- [DOCUMENT EXTRACT]
* * * *

Centrifugal pumps are important industrial components that are used to move fluids in petroleum, hydraulic, agriculture, and gas industries. One of the main problems with centrifugal pumps is corrosion and abrasion due to high working speed and corrosive liquids [1–3]. Repair welding is done specially at the inner layer of casing to restore the damaged areas [2–4].

One of the most favorable materials for manufacturing the casing is cast iron. Cast iron advantages are low melting temperature, machinability, low price, and high damping capacity. As a disadvantage, it has poor weldability. On the other hands, welding is one of the most important processes to repair and recover the damage in cast iron instruments. Martensitic phase and brittle iron carbide growth are two main problems of cast irons welding [5–8]. Pouranvari [9] concluded that formation of carbides and martensitic phase in the fusion zone are prevented by using the Ni filler material. He also concluded that preheating to 573K (300°C) result in forming bainitic HAZ and discontinuous carbides [8]. Also there are other problems associated with welding of gray cast iron. Ghaini et al. [5] showed that residual stresses can control the crack generation during the welding process in ductile cast iron. They also used powder welding process to characterize the kind of crack formed in welding process. He claimed that the cracks in powder welding process are differing in morphology from the cold cracks in the case of arc welding of ductile cast irons [10].

Ebrahimnia et al. [11] have also studied the effect of cooling rate on micro cracks in the heat affected zone (HAZ) of ductile cast iron. They expressed that the cracks generated at interface of graphite and propagate through martensitic matrix.

Winiczenko and Kaczorowski [12] used friction welding of ductile iron with stainless steel. They concluded that friction welding is accompanied by a transport of atoms in both directions across the ductile iron-stainless steel interface. They showed the maximum length of Cr and Ni diffusion in cast iron is 50μm and the bainitic matrix improves this transition.

Thorntona et al. [13] studied the effect of cryogenic processing on the wear resistance of gray cast iron. They concluded that the wear rate of gray cast iron can improve from 9.1 to 81.4%, due to the depth of cryogenic treatment.

The wear behavior of ductile cast iron was investigated by Fontanari et al. [14]. They have concluded that both the lubrication condition and the microstructure of materials have a strong effect on crack initiation and propagation. They showed that the graphite nodules, as well as the ferritic phase influence the subsurface crack initiation, their preferential propagation and branching [14].

A common method for repair welding of cast iron is shielded metal arc welding (SMAW). This method is rather cheap and easy. In this method, usually carbon steel fillers are used to repair the damaged areas [2–4]. However, using filler materials increases the risk of galvanic corrosion and welding must be performed under controlled condition when the environment is corrosive.

* * * *

- [PROBLEMS TO SOLVE]
1) Say whether each statement agrees with the cast iron welding text, answering yes or no and quoting the words that decide it.
(a) Cast iron has good weldability.
(b) Pouranvari found that a Ni filler material prevents carbides and a martensitic phase from forming in the fusion zone.
(c) Winiczenko and Kaczorowski found that Cr and Ni diffuse at most 50μm into cast iron.
2) Answer these questions from the cast iron welding text.
(a) What common method for repair welding of cast iron does the text name?
(b) To what temperature was preheating done to produce a bainitic HAZ and discontinuous carbides?
(c) Who investigated the wear behavior of ductile cast iron?
The listing on this page comes from a separate source and is unrelated to the cast iron welding text.

* * * *

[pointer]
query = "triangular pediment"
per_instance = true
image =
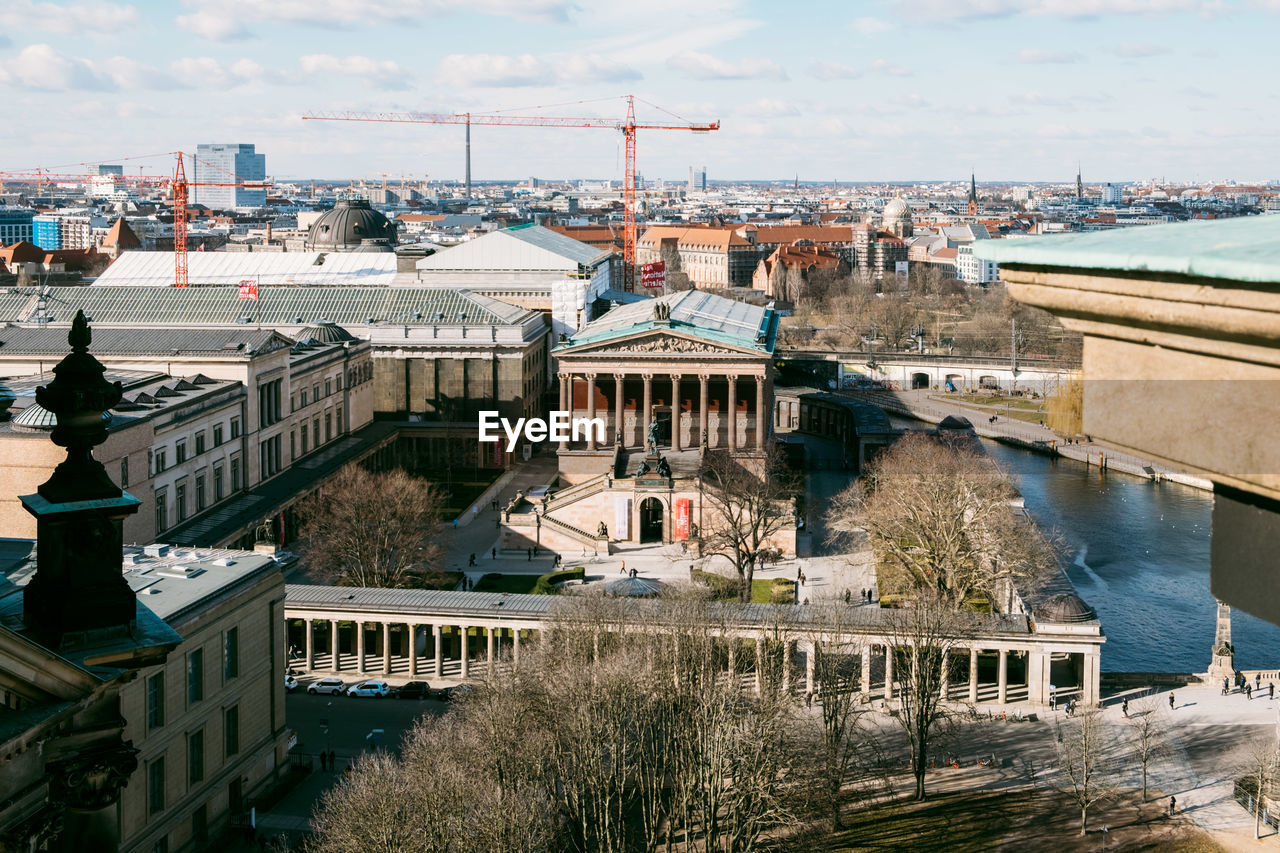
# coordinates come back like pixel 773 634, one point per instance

* * * *

- [WORKED SOLUTIONS]
1)
(a) No: "As a disadvantage, it has poor weldability."
(b) Yes: "formation of carbides and martensitic phase in the fusion zone are prevented by using the Ni filler material"
(c) Yes: "the maximum length of Cr and Ni diffusion in cast iron is 50μm"

2)
(a) Shielded metal arc welding (SMAW)
(b) 573K (300°C)
(c) Fontanari et al.